> [Given request]
Show each line of the records below that contains the word "building", copied in full. Upper and lower case must match.

> [Dataset entries]
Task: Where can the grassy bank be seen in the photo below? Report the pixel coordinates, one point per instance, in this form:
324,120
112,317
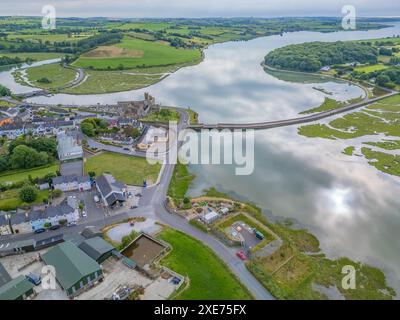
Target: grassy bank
128,169
209,277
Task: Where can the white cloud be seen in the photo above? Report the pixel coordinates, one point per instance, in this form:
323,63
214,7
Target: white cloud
200,8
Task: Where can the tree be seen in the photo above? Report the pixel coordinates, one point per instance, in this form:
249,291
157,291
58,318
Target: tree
24,157
28,193
4,91
88,129
382,79
57,193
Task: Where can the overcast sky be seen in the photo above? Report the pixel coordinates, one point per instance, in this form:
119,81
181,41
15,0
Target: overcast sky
200,8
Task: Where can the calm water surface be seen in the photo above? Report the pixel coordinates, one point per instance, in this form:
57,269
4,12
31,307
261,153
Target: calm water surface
352,208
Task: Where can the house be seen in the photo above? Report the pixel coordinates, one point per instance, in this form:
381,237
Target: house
5,120
68,147
72,182
138,109
210,217
112,192
153,135
75,270
66,211
5,228
16,289
97,248
12,130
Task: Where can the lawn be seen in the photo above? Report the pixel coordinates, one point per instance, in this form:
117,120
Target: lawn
133,52
9,199
370,68
128,169
209,277
164,115
180,182
21,175
36,56
116,81
58,76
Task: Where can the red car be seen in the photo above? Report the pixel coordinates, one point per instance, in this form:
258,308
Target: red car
241,255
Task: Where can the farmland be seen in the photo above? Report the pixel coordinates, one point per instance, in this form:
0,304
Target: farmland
133,53
128,169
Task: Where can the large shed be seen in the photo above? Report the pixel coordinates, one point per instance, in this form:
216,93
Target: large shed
97,248
75,270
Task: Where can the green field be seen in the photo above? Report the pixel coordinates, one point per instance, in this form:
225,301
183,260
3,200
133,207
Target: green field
9,199
209,277
115,81
382,117
370,68
137,53
21,175
128,169
180,182
35,56
55,73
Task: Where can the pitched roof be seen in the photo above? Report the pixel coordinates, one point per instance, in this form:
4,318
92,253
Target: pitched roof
15,288
71,264
4,276
95,247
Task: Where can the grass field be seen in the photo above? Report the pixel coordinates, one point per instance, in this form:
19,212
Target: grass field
382,117
180,182
371,68
36,56
132,53
55,73
114,81
9,199
21,175
165,115
128,169
209,277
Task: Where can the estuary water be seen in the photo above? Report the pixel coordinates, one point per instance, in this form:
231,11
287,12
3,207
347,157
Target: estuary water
352,208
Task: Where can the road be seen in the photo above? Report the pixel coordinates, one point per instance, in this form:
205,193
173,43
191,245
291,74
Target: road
293,121
152,204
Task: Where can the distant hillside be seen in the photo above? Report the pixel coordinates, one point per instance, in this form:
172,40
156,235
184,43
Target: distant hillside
310,57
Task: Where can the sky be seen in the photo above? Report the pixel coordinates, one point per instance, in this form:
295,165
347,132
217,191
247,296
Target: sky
199,8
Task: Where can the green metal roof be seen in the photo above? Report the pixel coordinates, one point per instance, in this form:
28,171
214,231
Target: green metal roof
96,247
71,263
4,276
15,288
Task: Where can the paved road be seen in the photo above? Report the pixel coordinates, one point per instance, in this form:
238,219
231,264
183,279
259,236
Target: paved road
289,122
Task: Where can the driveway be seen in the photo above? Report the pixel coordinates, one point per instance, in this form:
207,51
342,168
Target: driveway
70,168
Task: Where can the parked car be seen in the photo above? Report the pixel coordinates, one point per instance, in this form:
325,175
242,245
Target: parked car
34,278
241,255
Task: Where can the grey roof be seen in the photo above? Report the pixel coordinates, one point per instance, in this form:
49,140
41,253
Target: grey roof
4,276
71,263
106,183
70,178
15,288
114,197
96,247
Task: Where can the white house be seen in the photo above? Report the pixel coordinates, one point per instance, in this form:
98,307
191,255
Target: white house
68,147
72,182
112,192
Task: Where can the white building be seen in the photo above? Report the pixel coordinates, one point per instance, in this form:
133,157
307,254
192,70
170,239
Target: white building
71,183
68,147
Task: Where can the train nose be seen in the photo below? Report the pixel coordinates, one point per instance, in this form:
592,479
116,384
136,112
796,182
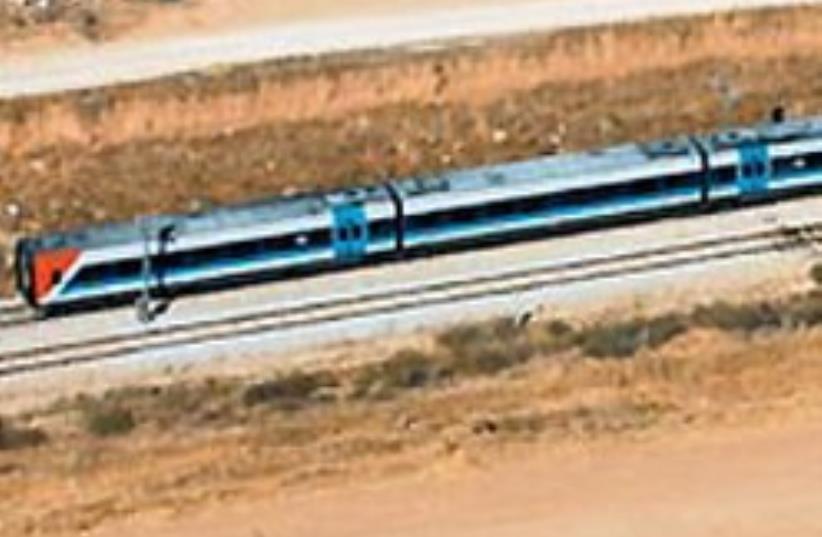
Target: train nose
50,268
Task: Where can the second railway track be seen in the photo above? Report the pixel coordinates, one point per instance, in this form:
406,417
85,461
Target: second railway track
398,298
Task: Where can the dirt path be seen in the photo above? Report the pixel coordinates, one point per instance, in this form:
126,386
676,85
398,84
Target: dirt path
736,483
86,24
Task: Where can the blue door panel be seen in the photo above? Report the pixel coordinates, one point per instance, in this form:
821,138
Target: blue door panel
350,232
754,171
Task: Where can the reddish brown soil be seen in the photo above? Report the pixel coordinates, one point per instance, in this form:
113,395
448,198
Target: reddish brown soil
226,136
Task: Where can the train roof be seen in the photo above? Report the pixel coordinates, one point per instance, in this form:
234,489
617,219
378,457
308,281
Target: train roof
272,210
771,133
566,171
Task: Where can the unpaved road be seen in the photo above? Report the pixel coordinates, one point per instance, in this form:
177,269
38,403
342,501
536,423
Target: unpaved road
732,483
75,69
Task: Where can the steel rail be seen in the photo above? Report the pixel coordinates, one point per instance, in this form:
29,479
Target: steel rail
406,298
14,313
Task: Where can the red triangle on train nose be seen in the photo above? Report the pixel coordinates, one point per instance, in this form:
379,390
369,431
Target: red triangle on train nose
50,267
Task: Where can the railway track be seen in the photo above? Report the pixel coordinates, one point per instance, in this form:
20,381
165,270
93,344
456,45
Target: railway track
399,298
14,313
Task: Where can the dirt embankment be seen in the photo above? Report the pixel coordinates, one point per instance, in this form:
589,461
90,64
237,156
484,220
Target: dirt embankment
230,135
462,395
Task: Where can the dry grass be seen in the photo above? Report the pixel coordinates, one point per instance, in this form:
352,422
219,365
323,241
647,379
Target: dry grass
461,392
246,133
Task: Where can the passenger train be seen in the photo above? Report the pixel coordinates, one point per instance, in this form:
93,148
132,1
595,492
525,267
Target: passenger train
305,234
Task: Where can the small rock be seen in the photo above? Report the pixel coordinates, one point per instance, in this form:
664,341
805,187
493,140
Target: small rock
13,210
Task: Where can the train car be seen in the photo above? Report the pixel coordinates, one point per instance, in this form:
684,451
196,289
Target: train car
168,254
278,238
497,202
764,162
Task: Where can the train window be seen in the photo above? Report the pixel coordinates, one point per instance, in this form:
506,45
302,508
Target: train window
725,175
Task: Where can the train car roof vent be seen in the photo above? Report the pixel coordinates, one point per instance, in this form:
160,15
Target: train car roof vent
666,148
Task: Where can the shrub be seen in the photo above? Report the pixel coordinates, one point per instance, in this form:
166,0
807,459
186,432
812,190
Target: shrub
288,392
661,330
745,318
405,370
805,311
551,337
486,348
12,437
613,340
109,421
816,274
623,339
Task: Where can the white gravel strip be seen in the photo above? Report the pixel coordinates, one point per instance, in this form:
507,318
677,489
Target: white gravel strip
127,62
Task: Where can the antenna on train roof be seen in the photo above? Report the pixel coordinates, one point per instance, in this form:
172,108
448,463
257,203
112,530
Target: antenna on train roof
778,114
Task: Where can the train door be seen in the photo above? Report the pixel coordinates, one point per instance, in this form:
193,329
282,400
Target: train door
350,232
753,171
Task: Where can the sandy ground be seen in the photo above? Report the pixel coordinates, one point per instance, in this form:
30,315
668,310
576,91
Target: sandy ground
86,23
238,134
743,483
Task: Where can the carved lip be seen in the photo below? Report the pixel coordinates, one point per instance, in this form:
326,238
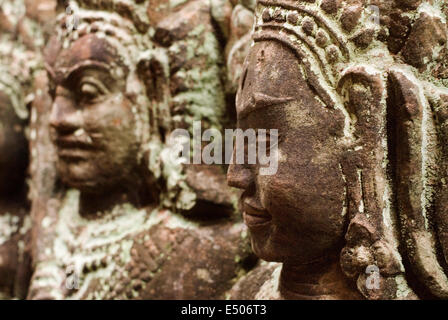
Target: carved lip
255,215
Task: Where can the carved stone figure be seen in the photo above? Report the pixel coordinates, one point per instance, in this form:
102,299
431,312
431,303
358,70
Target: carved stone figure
20,42
358,95
114,219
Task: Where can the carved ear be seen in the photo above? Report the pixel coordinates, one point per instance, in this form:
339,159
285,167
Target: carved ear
153,71
363,94
420,195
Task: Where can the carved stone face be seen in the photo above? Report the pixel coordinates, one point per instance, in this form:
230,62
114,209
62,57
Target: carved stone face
93,120
296,215
13,147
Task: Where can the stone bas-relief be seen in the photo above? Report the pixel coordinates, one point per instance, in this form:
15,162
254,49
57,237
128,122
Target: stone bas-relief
112,217
21,38
359,104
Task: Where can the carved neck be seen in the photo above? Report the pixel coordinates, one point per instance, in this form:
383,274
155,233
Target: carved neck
321,280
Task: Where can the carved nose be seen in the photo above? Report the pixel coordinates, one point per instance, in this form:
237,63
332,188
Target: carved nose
65,118
239,177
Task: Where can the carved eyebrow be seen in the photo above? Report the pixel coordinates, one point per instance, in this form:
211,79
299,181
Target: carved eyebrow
260,100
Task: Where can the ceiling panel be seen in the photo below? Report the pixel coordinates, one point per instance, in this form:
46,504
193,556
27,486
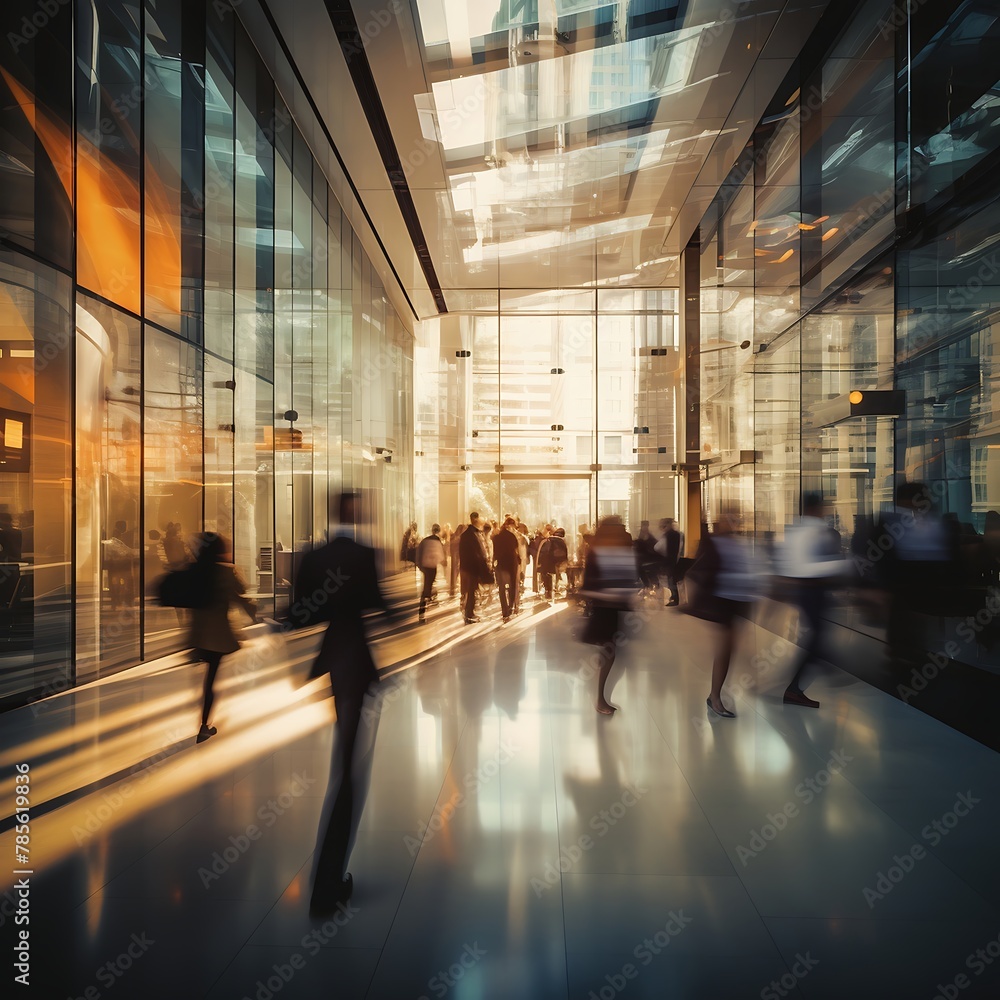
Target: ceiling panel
567,143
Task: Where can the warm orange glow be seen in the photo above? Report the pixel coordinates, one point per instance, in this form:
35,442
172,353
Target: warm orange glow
109,215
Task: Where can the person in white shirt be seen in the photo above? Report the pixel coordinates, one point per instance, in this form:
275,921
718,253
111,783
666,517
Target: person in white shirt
811,557
430,555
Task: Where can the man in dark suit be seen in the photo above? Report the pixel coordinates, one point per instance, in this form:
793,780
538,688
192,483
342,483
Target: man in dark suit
474,567
508,562
669,548
337,584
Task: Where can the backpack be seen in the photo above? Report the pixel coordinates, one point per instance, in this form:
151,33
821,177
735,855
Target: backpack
190,587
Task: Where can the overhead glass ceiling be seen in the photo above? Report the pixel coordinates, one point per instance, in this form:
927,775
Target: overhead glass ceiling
571,134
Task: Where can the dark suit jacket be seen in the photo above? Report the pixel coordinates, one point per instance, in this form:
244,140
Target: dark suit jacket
505,553
337,584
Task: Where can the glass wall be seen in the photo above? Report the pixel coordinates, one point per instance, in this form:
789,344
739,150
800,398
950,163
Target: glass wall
217,354
854,251
558,406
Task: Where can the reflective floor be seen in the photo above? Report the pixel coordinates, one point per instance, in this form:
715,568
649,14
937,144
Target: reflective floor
515,843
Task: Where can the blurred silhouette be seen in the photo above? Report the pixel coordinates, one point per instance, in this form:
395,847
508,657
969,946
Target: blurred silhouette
610,579
669,547
811,560
475,567
408,548
211,633
431,554
648,560
724,577
455,562
553,560
508,562
175,549
154,562
337,583
918,568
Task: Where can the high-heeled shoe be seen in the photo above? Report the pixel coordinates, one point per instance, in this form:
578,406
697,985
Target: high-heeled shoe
724,714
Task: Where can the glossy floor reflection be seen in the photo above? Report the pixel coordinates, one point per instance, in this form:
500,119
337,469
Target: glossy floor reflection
517,844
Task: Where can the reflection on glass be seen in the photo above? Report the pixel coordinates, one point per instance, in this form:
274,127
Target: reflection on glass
108,113
173,488
108,493
35,479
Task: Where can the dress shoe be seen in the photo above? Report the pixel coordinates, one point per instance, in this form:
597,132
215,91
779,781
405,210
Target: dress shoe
329,904
798,698
724,714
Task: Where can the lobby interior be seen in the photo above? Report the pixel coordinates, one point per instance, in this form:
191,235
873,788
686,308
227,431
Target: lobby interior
560,259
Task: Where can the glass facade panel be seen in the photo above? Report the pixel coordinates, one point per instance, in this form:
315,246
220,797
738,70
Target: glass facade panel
36,130
109,101
211,344
109,495
36,456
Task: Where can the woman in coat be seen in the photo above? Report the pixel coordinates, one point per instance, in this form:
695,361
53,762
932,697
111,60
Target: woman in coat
610,582
211,633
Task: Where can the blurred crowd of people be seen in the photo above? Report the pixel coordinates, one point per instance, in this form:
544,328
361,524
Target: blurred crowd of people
483,561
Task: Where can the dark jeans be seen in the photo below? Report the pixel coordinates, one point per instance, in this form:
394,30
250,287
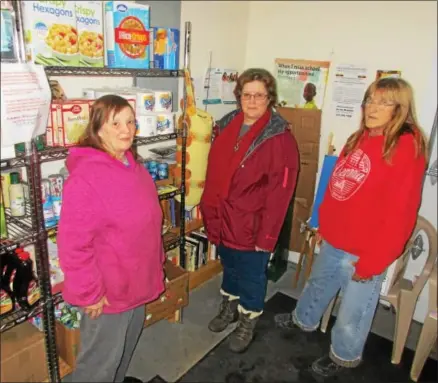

> [Solution]
Task: Where can the white building be seen in the photo above? Report the pixel coordinates, one point per instance, in this form:
Target: white building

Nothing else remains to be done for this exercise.